Parts of the exercise:
A. According to the article on Brad Katsuyama, what share of stock trading volume do high-frequency bots account for?
B. Edit the Brad Katsuyama article from "This game—high-frequency bots" through "or unwilling regulators.", replacing "the good guy" with "the hero".
C. Resume the article about Brad Katsuyama and high-speed trading from its last sentence.

— Start of Extract to read —

A bestseller about predatory high-speed trading made Brad Katsuyama a folk hero. His new platform, IEX, is poised to make him millions

Published: Sep 28, 2015 06:02:10 AM IST
Updated: Sep 26, 2015 09:30:18 AM IST
The man Vs The machines
Image: Jamel Toppin for Forbes

Ask Brad Katsuyama if the stock market is rigged and he jumps from his chair, grabs a black marker and sketches on a whiteboard with the intensity of a head coach whipping up a Hail Mary. He draws squares to represent stock exchange servers and scribbles lines to show how high-frequency trading firms are threading cables through miles of rock, building microwave towers atop mountains and raising armies of computer-science PhDs to outrun the rest of the financial community.

“Basically, someone is trading with tomorrow’s newspaper,” he says from his new offices at 4 World Trade Center, 44 stories above Wall Street. “Not only do they get market data 10 times faster, but because their computers are located inside the exchanges, they can trade hundreds of times before anyone else knows what’s happening.”

Wall Street is in the midst of a billion-dollar drag race. Trading firms are investing huge amounts in advanced algorithms, direct data feeds and ultrafast fibre connections to sprint ahead of the pack via “latency arbitrage”. The goal: Profiting on stock swings before the other players in the market—the funds, banks, exchanges and retail investors—even know prices have changed.

This game—high-frequency bots account for 50 percent of stock trading volume—was played in the shadows until author Michael Lewis tackled the subject with Flash Boys (Norton, 2014), which cast Katsuyama as the good guy with a fix for a broken system. A simultaneous 60 Minutes piece echoed the same themes: Predatory high-speed traders outrunning powerless or unwilling regulators.

— End of Extract to read —
— Start of Record extracts —

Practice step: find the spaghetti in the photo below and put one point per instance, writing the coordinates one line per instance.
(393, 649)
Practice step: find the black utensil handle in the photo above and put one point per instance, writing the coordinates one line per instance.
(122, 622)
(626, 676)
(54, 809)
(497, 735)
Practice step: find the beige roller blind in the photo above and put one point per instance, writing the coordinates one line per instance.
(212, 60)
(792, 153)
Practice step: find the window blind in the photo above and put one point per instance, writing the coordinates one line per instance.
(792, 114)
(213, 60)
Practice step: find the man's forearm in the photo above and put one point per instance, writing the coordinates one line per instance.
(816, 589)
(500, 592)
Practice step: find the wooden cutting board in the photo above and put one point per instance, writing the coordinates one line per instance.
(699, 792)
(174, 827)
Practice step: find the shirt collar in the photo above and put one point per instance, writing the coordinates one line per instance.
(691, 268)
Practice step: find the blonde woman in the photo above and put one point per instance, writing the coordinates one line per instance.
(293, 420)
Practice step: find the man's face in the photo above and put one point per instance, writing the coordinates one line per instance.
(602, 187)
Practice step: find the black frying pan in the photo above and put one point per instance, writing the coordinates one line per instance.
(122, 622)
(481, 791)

— End of Record extracts —

Answers for the tasks:
A. 50 percent

B.
This game—high-frequency bots account for 50 percent of stock trading volume—was played in the shadows until author Michael Lewis tackled the subject with Flash Boys (Norton, 2014), which cast Katsuyama as the hero with a fix for a broken system. A simultaneous 60 Minutes piece echoed the same themes: Predatory high-speed traders outrunning powerless or unwilling regulators.

C.
But back then the fix was little more than a theory. Fast-forward 18 months and Katsuyama, 37, is actively doing something about it. His company, the IEX Group, has devised a platform to undercut high-speed trading. Backed by $101 million from the likes of big-shot money managers Bill Ackman, David Einhorn and the Capital Group, IEX has quickly captured 1.5 percent of US market volume, with about 95 million shares trading each day.

“Instead of complaining about what was wrong,” says Katsuyama, “we decided to show people there was a different way.’’

That different way still faces entrenched competition. The stock exchanges not only tolerate high-frequency trading—they’ve also come around to profiting from it. Both the New York Stock Exchange (NYSE) and Nasdaq collect big fees through what they euphemistically call “colocation”, which allows high-frequency trading shops to connect their computers directly to exchange servers to get information before the rest of the public.

“The exchanges now determine who has certain technology and data,” says Katsuyama. “That’s not the role of an exchange.” The exchanges counter that their data and connections are available to anyone who wants it, but as with airlines, there’s coach and there’s first-class. “Everyone, from trading firms to retail broker-dealers to mutual funds, covets better services to enhance their ability to trade and make money—we provide that service to customers,” says Walt Smith, the head of Nasdaq’s equity business. (NYSE declined to comment.) Smith argues that fast trading helps investors more than it hurts them. “The data says spreads have never been tighter due to access, liquidity, SEC actions, technology and arbitrage opportunities. Transaction costs have plummeted. Mutual fund trading costs have never been lower. Katsuyama’s rhetoric is not supported by the data.”

Katsuyama’s way of winning the speed game is to slow it down. His secret weapon: A metal box with 38 miles of fibre optics coiled inside that stalls incoming trades in a 350-microsecond (a microsecond is a millionth of a second) holding pattern. This delay neutralises the speed edge needed to game the market the same way speed bumps and humps kill the advantage a Ferrari has over a Ford.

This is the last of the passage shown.